__Task goal__: Swap "green stem" for "leaf" in everything from "the green stem" down to "439, 170, 530]]" in the listing below, and return only those lines with nothing else changed.

__Extracted material__:
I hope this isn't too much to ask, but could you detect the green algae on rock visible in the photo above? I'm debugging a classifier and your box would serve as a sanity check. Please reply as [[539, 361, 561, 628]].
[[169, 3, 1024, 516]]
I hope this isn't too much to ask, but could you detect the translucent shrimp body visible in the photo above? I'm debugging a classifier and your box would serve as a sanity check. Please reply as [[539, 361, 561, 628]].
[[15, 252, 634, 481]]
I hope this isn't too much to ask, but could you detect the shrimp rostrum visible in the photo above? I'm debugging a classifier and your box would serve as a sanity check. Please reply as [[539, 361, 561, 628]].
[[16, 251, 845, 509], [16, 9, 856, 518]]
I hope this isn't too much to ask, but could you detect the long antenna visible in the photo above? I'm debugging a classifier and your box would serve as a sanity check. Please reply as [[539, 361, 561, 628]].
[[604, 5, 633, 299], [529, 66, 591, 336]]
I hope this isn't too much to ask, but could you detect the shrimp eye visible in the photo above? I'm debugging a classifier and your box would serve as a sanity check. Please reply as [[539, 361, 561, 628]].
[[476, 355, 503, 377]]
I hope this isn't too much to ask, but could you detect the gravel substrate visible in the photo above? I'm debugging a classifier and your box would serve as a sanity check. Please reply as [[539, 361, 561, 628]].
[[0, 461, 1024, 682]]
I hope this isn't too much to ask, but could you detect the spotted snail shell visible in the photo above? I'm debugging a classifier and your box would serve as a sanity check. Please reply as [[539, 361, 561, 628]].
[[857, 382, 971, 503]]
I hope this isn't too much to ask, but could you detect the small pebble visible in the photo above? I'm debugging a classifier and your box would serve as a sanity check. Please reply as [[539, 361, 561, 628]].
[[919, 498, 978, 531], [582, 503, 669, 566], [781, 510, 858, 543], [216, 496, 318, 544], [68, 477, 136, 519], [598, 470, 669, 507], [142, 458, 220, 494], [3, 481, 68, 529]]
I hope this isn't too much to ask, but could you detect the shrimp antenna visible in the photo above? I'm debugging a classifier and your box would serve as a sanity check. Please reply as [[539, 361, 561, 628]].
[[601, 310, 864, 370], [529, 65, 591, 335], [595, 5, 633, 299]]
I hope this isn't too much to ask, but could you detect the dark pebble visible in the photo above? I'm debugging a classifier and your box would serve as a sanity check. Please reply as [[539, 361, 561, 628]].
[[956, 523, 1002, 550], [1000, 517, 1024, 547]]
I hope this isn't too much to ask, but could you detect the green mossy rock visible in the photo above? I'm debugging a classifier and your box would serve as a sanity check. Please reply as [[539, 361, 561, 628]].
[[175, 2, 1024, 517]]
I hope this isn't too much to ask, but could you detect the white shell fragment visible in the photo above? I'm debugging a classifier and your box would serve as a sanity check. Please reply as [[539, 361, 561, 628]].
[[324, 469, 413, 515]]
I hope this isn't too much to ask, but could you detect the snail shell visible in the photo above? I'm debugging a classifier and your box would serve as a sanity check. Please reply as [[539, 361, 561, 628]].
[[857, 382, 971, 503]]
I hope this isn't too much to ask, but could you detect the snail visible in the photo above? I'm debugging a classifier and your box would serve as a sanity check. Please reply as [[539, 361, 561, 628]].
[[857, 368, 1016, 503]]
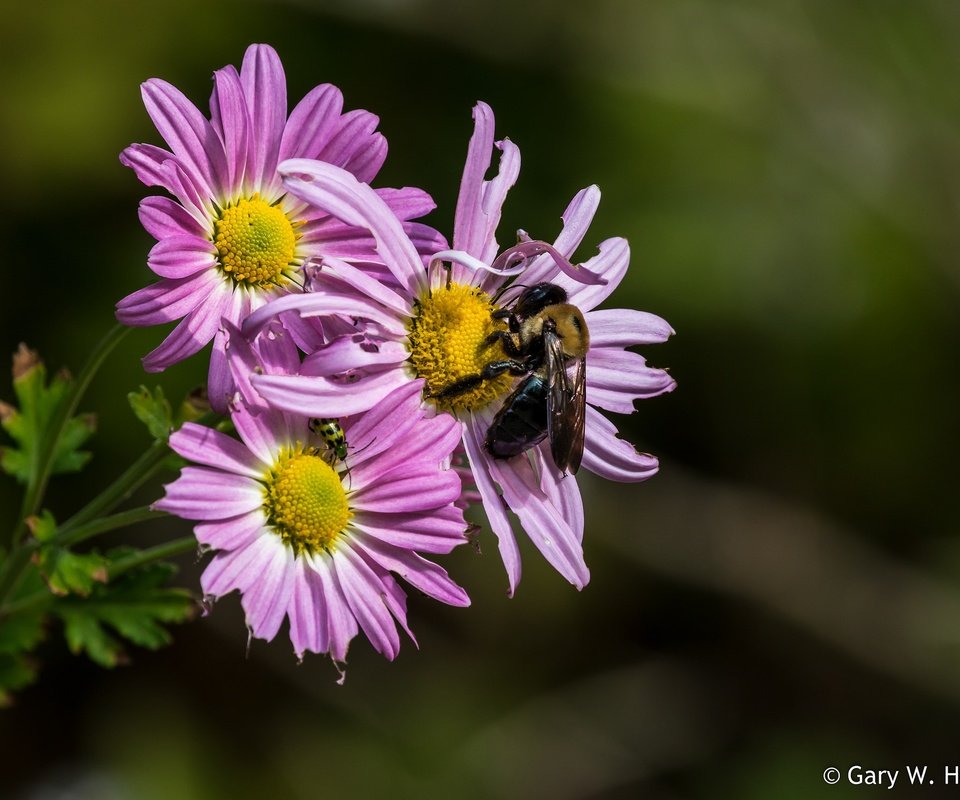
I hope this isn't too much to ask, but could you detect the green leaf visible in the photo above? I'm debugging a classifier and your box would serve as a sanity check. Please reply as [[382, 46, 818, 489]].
[[0, 611, 43, 655], [0, 611, 43, 706], [127, 386, 173, 441], [27, 511, 107, 597], [53, 549, 196, 667], [0, 344, 96, 483], [0, 653, 37, 707]]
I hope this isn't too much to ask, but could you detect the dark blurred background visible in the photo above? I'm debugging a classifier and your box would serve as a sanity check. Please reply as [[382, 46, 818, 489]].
[[0, 0, 960, 800]]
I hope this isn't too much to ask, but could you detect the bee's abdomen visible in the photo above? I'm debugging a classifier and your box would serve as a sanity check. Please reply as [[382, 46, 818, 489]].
[[486, 374, 547, 458]]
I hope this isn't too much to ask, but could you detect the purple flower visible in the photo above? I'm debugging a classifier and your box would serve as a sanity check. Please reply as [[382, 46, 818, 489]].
[[245, 103, 676, 594], [154, 323, 470, 662], [117, 45, 443, 411]]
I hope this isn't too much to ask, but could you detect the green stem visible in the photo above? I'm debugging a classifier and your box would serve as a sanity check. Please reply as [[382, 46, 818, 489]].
[[110, 536, 197, 580], [53, 506, 165, 547], [10, 325, 130, 546], [0, 536, 197, 618], [60, 439, 170, 530]]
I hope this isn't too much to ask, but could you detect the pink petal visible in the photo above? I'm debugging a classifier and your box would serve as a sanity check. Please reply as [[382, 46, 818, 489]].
[[354, 534, 470, 608], [584, 308, 674, 348], [344, 133, 387, 183], [463, 416, 520, 597], [354, 506, 466, 553], [210, 66, 252, 196], [143, 283, 230, 372], [583, 406, 658, 483], [140, 197, 206, 239], [301, 334, 410, 378], [200, 532, 276, 598], [311, 553, 359, 662], [490, 458, 590, 590], [141, 78, 227, 197], [120, 144, 174, 192], [277, 83, 343, 161], [280, 159, 424, 297], [252, 368, 410, 417], [376, 186, 437, 222], [348, 406, 463, 486], [533, 440, 584, 542], [351, 465, 460, 513], [117, 271, 219, 327], [287, 558, 330, 656], [193, 508, 269, 550], [553, 238, 630, 312], [587, 347, 677, 414], [240, 546, 295, 641], [453, 102, 520, 264], [243, 292, 406, 338], [510, 186, 600, 286], [147, 234, 217, 278], [316, 109, 382, 177], [240, 44, 287, 200], [170, 422, 267, 479], [153, 467, 264, 520], [334, 542, 400, 661]]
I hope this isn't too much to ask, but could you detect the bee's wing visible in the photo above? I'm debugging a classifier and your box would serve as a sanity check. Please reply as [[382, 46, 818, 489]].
[[544, 334, 587, 473]]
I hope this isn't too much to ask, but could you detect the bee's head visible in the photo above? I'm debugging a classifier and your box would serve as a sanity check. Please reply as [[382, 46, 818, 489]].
[[540, 303, 590, 358], [513, 283, 567, 319]]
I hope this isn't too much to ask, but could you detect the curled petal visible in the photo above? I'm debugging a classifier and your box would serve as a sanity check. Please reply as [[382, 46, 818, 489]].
[[252, 369, 410, 417], [587, 347, 677, 414], [141, 78, 227, 197], [139, 197, 205, 239], [278, 83, 343, 161], [355, 534, 470, 608], [335, 542, 400, 661], [143, 284, 230, 372], [243, 292, 406, 336], [170, 422, 265, 478], [583, 406, 658, 483], [280, 159, 423, 296]]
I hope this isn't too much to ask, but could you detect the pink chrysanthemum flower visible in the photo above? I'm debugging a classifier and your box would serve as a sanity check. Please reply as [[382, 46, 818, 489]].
[[245, 103, 675, 594], [117, 45, 443, 411], [154, 323, 470, 662]]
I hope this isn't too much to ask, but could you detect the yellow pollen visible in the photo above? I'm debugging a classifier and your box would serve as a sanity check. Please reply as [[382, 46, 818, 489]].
[[409, 283, 514, 412], [264, 447, 352, 554], [213, 194, 298, 286]]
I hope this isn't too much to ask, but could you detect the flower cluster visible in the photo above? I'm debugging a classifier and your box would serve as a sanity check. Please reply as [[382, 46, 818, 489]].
[[117, 45, 675, 662]]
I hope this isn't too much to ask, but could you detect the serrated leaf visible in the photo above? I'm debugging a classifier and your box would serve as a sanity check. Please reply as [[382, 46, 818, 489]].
[[27, 511, 107, 597], [0, 345, 96, 483], [54, 550, 196, 667], [127, 386, 173, 441], [0, 653, 37, 706], [0, 611, 43, 655]]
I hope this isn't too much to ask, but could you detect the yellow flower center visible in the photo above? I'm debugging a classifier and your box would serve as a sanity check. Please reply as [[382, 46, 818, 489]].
[[213, 194, 298, 286], [264, 448, 352, 554], [409, 283, 514, 412]]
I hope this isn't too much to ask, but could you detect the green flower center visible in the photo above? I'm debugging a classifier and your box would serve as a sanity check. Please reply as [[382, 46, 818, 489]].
[[213, 194, 299, 286], [409, 283, 513, 412], [264, 451, 352, 554]]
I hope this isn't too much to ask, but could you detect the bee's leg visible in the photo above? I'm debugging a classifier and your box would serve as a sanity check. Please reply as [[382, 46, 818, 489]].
[[430, 359, 530, 400], [490, 308, 520, 333], [483, 331, 523, 358]]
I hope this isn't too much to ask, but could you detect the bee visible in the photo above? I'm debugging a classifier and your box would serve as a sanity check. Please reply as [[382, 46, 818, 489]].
[[437, 283, 590, 473], [307, 418, 347, 463]]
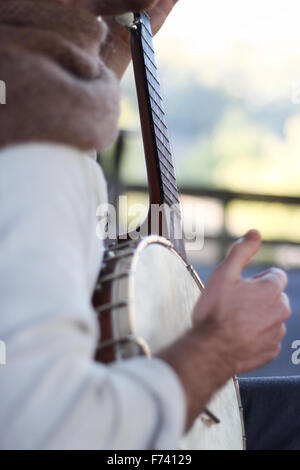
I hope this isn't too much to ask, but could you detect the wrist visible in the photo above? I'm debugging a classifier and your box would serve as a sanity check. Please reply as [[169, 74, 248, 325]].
[[157, 325, 235, 429]]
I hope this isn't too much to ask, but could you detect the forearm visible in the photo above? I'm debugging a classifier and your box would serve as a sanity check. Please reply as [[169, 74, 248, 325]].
[[158, 325, 235, 430]]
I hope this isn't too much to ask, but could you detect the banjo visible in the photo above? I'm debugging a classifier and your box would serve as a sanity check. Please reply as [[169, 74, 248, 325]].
[[93, 13, 245, 450]]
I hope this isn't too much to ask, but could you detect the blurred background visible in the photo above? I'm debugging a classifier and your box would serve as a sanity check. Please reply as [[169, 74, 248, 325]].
[[101, 0, 300, 376]]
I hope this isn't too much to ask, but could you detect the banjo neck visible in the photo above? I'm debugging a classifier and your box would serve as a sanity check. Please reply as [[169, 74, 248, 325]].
[[130, 13, 186, 260]]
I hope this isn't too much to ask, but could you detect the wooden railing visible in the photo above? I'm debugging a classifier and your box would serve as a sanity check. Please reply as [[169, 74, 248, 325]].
[[99, 131, 300, 258]]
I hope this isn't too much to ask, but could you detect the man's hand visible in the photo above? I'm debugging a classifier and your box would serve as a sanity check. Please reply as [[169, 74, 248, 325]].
[[194, 230, 291, 374], [158, 230, 291, 430]]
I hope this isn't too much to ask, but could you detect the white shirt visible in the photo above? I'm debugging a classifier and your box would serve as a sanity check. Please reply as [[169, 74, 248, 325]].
[[0, 144, 186, 449]]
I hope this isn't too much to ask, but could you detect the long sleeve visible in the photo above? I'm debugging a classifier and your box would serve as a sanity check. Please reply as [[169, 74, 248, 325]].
[[0, 143, 185, 449]]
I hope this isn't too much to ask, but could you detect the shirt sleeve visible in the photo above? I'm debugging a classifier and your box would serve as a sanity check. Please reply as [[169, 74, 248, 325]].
[[0, 144, 186, 449]]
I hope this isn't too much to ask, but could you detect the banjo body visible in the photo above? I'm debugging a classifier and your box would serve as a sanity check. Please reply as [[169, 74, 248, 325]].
[[93, 12, 245, 450], [94, 236, 245, 450]]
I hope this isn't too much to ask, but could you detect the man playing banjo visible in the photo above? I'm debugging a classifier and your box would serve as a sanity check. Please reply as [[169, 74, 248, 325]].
[[0, 0, 300, 449]]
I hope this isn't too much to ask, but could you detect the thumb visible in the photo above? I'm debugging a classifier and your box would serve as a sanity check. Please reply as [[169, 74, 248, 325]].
[[222, 230, 261, 279]]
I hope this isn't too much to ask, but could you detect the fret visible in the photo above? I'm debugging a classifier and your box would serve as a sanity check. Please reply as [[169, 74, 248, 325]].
[[164, 185, 179, 206], [147, 77, 163, 103], [140, 11, 179, 212], [159, 163, 178, 191], [146, 65, 160, 88], [162, 172, 178, 199], [150, 96, 167, 127], [157, 149, 176, 181], [154, 123, 172, 154], [164, 189, 179, 207], [152, 110, 168, 133], [141, 21, 154, 47], [142, 39, 158, 74]]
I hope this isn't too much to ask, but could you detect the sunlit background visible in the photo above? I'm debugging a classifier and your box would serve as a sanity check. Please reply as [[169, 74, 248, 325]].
[[101, 0, 300, 374]]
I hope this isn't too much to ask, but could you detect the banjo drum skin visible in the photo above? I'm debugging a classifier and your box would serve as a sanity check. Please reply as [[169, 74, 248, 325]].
[[94, 236, 245, 450], [93, 12, 245, 450]]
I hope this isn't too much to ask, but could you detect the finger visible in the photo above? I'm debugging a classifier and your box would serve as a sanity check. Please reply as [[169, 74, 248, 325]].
[[253, 268, 288, 295], [221, 230, 261, 279]]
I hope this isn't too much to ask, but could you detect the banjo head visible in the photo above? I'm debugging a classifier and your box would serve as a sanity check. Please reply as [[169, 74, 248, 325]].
[[96, 236, 245, 450]]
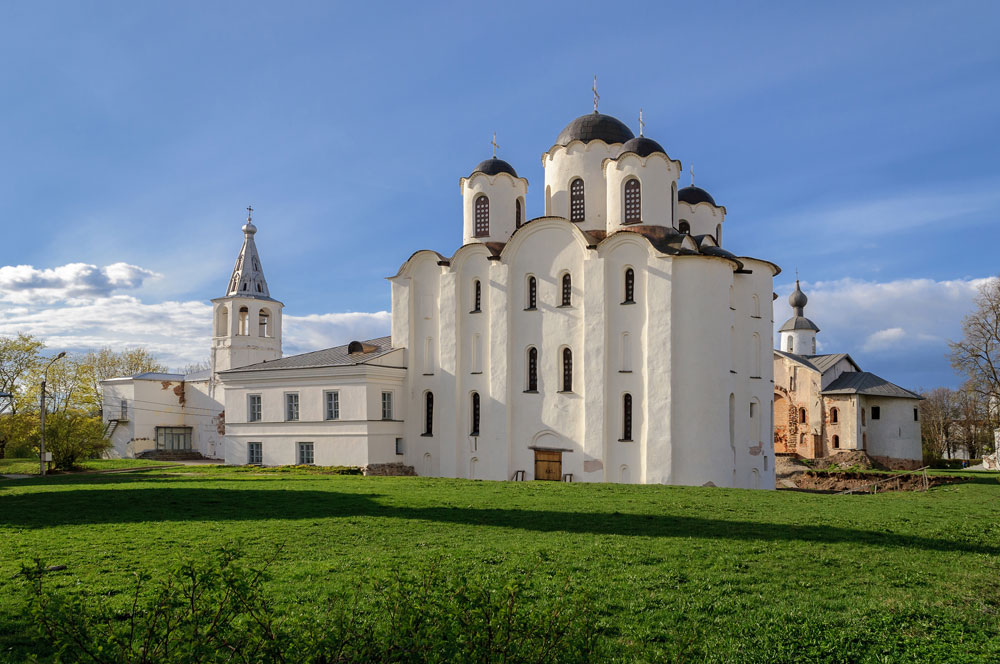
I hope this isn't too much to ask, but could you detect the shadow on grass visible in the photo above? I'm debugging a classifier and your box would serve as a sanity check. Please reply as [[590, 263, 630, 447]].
[[0, 478, 1000, 555]]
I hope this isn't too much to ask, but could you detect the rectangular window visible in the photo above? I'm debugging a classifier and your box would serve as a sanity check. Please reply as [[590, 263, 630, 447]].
[[382, 392, 392, 420], [247, 394, 260, 422], [299, 443, 314, 466], [285, 392, 299, 422], [324, 390, 340, 420]]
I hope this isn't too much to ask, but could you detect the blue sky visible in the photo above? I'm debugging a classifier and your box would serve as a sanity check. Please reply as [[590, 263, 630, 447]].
[[0, 2, 1000, 388]]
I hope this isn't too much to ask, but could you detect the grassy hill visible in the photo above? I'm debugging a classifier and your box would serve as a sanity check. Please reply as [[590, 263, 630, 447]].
[[0, 468, 1000, 662]]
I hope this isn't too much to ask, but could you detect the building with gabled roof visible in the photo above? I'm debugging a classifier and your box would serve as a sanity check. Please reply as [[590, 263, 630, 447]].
[[774, 280, 923, 468]]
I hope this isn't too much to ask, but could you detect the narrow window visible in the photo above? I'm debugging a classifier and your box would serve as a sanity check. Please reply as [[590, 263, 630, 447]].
[[476, 195, 490, 237], [622, 393, 632, 440], [625, 178, 642, 224], [569, 178, 584, 221], [469, 392, 479, 436], [424, 392, 434, 436], [562, 348, 573, 392], [247, 443, 264, 466], [247, 394, 260, 422], [324, 390, 340, 420], [528, 346, 538, 392], [285, 392, 299, 422], [472, 279, 483, 314]]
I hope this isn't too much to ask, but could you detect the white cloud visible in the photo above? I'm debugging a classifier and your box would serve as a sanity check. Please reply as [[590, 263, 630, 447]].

__Full solution__:
I hope this isn't too much to ask, but could you detect the leaf visible in the photo above? I'm debugging a classifier and your box would serve as a sanity check. Please reply as [[382, 46, 818, 489]].
[[110, 536, 197, 580], [53, 506, 165, 547], [10, 325, 130, 546], [0, 536, 197, 618], [60, 439, 170, 530]]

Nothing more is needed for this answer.